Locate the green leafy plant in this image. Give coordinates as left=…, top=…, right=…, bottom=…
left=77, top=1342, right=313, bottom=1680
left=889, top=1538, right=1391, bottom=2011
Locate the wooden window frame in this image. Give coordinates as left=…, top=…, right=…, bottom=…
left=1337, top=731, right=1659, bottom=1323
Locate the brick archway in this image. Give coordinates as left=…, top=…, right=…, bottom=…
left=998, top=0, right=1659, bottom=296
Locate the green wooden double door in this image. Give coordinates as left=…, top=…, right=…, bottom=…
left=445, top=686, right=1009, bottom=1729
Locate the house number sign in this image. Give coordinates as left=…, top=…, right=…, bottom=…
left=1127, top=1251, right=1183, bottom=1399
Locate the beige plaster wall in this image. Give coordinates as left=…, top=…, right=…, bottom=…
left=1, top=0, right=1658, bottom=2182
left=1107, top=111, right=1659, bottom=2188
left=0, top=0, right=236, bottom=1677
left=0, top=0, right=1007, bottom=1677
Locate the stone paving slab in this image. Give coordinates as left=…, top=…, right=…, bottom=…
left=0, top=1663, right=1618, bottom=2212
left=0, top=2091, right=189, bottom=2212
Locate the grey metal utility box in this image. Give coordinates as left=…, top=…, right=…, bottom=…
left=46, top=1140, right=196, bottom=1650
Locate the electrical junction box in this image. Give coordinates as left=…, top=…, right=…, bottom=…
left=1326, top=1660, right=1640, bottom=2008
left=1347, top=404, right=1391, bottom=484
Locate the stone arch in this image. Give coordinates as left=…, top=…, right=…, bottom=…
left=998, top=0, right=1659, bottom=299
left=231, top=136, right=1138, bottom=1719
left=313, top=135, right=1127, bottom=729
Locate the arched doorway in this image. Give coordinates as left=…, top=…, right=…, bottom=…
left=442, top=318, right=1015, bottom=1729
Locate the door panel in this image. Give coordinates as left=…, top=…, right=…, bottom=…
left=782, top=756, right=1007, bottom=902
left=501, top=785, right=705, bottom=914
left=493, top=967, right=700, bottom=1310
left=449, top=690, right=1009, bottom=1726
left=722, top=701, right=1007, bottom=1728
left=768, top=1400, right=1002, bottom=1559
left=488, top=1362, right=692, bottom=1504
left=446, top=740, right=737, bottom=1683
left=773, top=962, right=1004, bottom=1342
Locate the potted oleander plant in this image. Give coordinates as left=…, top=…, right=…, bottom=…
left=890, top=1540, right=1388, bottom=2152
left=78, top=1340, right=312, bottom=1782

PROMPT: Reproduce the material above. Do not change a word.

EXERCISE RESULT:
Locate the green leafy plant in this image. Give coordinates as left=…, top=…, right=…, bottom=…
left=77, top=1342, right=313, bottom=1680
left=889, top=1538, right=1391, bottom=2011
Locate the wooden window frame in this image. Give coordinates as left=…, top=…, right=…, bottom=…
left=1337, top=731, right=1659, bottom=1323
Locate the brick archway in this image. Give coordinates as left=…, top=…, right=…, bottom=…
left=998, top=0, right=1659, bottom=296
Locate the green wooden double door in this image. Give coordinates as left=…, top=…, right=…, bottom=…
left=445, top=686, right=1009, bottom=1729
Locate the house number sign in this image. Give coordinates as left=…, top=…, right=…, bottom=…
left=1127, top=1251, right=1183, bottom=1399
Locate the beige plaster wall in this image. Give coordinates as left=…, top=…, right=…, bottom=…
left=1, top=0, right=1658, bottom=2182
left=1107, top=111, right=1659, bottom=2188
left=0, top=0, right=236, bottom=1677
left=0, top=0, right=1007, bottom=1677
Locate the stone paving slab in this image. Give coordinates as left=…, top=…, right=…, bottom=…
left=0, top=1663, right=1618, bottom=2212
left=0, top=2091, right=189, bottom=2212
Locate the grey metal utility box in this image. Give coordinates as left=…, top=…, right=…, bottom=…
left=46, top=1140, right=196, bottom=1650
Locate the electrical junction box in this image. Give coordinates as left=…, top=…, right=…, bottom=…
left=1326, top=1660, right=1640, bottom=2008
left=1347, top=404, right=1391, bottom=484
Locate the stone arch in this image. Give coordinates as left=…, top=…, right=…, bottom=…
left=998, top=0, right=1659, bottom=299
left=231, top=136, right=1138, bottom=1719
left=313, top=135, right=1127, bottom=729
Locate the arched doorway in this image. Give coordinates as left=…, top=…, right=…, bottom=…
left=442, top=318, right=1015, bottom=1729
Locate the door panel in this image. Give coordinates as left=…, top=…, right=…, bottom=…
left=782, top=756, right=1007, bottom=902
left=501, top=785, right=705, bottom=914
left=493, top=967, right=700, bottom=1310
left=449, top=690, right=1009, bottom=1726
left=722, top=701, right=1007, bottom=1728
left=768, top=1400, right=1002, bottom=1559
left=488, top=1362, right=692, bottom=1504
left=446, top=740, right=737, bottom=1683
left=773, top=962, right=1004, bottom=1342
Locate the potted oleander plant in this image. Give coordinates as left=…, top=…, right=…, bottom=…
left=890, top=1540, right=1388, bottom=2152
left=78, top=1340, right=312, bottom=1782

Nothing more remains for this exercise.